AUFGABE.
Fasse den Absatz aus dem Textauszug über Heraklit, der mit „Noch bitterer (zumindest für die Nachwelt)“ beginnt, als knappe Stichpunktliste zusammen und behalte dabei seine wichtigsten Fakten bei.

Es ist bitter, wenn die Formulierung, für die man in der Nachwelt berühmt ist, von jemand anderem stammt. Genau das ist Heraklit (ca. 520-460 v. Chr.) postum passiert. Wovon ist die Rede? Von dem vielfach zitierten panta rhei. Alles ist im Fluss, alles verändert sich ständig.


Noch bitterer (zumindest für die Nachwelt) ist, dass Heraklit keinen zusammenhängenden Text hinterlassen hat. Lediglich 126 Zitate, deren Authentizität zum Teil strittig ist, finden sich als Verweise in Werken späterer Denker (z. B. bei Klemens von Alexandrien oder Hippolyt von Rom). Zudem sind Heraklits Lebensumstände größtenteils unbekannt. Wir wissen, dass er als Spross einer Aristokratenfamilie aus Ephesus ein privilegiertes Leben führte. Gesichert ist zudem, dass er weder Teil einer philosophischen Schule war noch eine gegründet hat.


Umso mehr erstaunt Heraklits bis heute anhaltende Popularität. Zumal seine philosophische Hinterlassenschaft auf ein eher düsteres, menschenkritisches und dünkelhaftes Gemüt hindeutet (Friedo Ricken). Diesen Facetten seiner Persönlichkeit verdankt Heraklit den Beinamen „Der Dunkle“.

DATENSATZ.
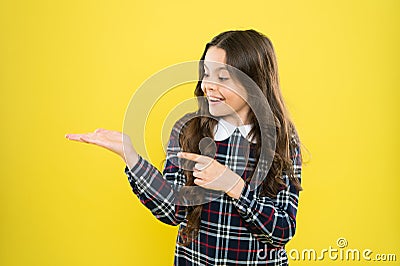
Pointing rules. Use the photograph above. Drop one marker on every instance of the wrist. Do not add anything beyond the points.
(236, 190)
(130, 158)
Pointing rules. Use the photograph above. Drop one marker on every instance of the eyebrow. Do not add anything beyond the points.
(220, 68)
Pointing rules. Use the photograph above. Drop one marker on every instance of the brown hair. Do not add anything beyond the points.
(252, 53)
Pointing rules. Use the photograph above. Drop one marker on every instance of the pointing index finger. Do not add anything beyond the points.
(194, 157)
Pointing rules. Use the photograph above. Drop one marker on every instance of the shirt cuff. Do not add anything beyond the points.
(137, 175)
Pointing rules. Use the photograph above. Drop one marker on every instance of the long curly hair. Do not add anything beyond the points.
(253, 54)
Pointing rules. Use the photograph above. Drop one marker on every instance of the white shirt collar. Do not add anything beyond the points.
(224, 130)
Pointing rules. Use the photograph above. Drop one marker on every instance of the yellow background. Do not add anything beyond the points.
(72, 66)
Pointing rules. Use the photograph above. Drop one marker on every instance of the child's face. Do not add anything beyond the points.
(226, 97)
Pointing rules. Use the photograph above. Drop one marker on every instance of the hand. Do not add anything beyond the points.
(211, 174)
(114, 141)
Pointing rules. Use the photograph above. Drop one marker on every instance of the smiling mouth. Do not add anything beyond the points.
(215, 99)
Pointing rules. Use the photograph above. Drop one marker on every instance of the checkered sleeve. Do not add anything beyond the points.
(272, 220)
(156, 190)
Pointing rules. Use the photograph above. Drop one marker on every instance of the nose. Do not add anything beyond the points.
(208, 86)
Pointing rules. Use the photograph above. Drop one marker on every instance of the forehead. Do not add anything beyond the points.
(215, 54)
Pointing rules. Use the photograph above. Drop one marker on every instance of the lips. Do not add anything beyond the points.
(214, 99)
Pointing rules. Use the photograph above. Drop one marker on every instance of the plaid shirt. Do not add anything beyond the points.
(251, 230)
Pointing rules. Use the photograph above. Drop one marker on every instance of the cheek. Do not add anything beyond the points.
(233, 99)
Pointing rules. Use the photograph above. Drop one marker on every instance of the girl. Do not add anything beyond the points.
(246, 225)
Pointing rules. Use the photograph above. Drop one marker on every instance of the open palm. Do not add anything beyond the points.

SCHRIFTLICHE LÖSUNG.
- Heraklit hat keinen zusammenhängenden Text hinterlassen.
- Überliefert sind nur 126 Zitate, deren Echtheit teilweise umstritten ist. Sie finden sich als Verweise in Werken späterer Denker, z. B. bei Klemens von Alexandrien oder Hippolyt von Rom.
- Über seine Lebensumstände ist das meiste unbekannt.
- Er stammte aus einer Aristokratenfamilie aus Ephesus und führte ein privilegiertes Leben.
- Er gehörte keiner philosophischen Schule an und gründete auch keine.